Bifacial on Solar Trackers Achieves Lowest LCOE Values

A recent techno-economic assessment evaluates yield potential and cost effectiveness based on LCOE for large-scale PV power plant architectures around the world and hints at the disruptive potential of tracker-mounted bifacial PV systems. The report concludes that “bifacial single-axis tracker installations achieved the lowest LCOE values for 93.1% of the total land area.” Sensitivity analyses indicate that these results hold “over a wide range of parameter changes,” emphasizing “the potential of bifacial one-axis tracking systems to transform the PV market.”

If stakeholders cannot model bifacial gains with confidence, the difference between monofacial and bifacial performance is interesting but not impactful. The industry’s ability to precisely and consistently model monofacial PV system performance has reduced project risk, cost of debt, and barriers to adoption. To the extent that bifacial performance models carry comparatively uncertainty and perceived risk, financiers may subject these projects to a higher debt-service coverage ratio, reducing profitability.

Accurate Modeling of Bifacial PV Gains Is Crucial

Accurately modeling bifacial gains using industry standard software requires a combination of product-, design-, and location-specific model inputs:

  • The bifaciality factor, for example, is a module-specific PVsyst input that quantifies the ratio of back-side power to frontside power under standard test conditions.
  • Row-to-row spacing and tracker height are design-specific.

### RECORDED DATA:

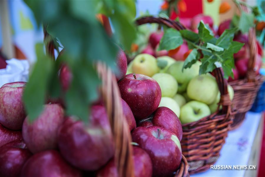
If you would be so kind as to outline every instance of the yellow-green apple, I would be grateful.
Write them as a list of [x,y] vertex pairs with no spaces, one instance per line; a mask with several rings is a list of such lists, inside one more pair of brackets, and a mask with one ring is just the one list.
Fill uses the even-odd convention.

### BRIEF 1:
In the bifacial solar text, for what share of the total land area did bifacial single-axis tracker installations achieve the lowest LCOE values?
### BRIEF 2:
Write the next part of the bifacial solar text, picking up right after its last sentence.

### WRITTEN RESPONSE 1:
93.1%

### WRITTEN RESPONSE 2:
  • Variables that influence irradiance on the ground and the rear side of the PV modules.
  • Weather and ground albedo are fluctuating location-specific variables that significantly affect in-field performance.

Missing from the above are tracker-specific inputs to the PVsyst model, a subject of considerable interest to Nextracker, its project partners, and other industry stakeholders.

To help eliminate barriers to the global energy transition, Nextracker operates a state-of-the-art testing laboratory in Fremont, California. At our Center for Solar Excellence, we have studied bifacial performance, in some capacity, since 2013. We commissioned a dedicated bifacial testbed in Q1 2019, which integrates commercially representative mono-PERC PV modules on the latest version of the NX Horizon single-axis tracker.

High-level takeaways from this world-class bifacial testing laboratory are encouraging, both in terms of the magnitude of real-world bifacial gains as well as our ability to model these empirical gains in PVsyst.

Amir Asgharzadeh Shishavan, PhD, serves as Nextracker’s PV Systems Performance Engineer, focusing on R&D and advancements in bifacial technology.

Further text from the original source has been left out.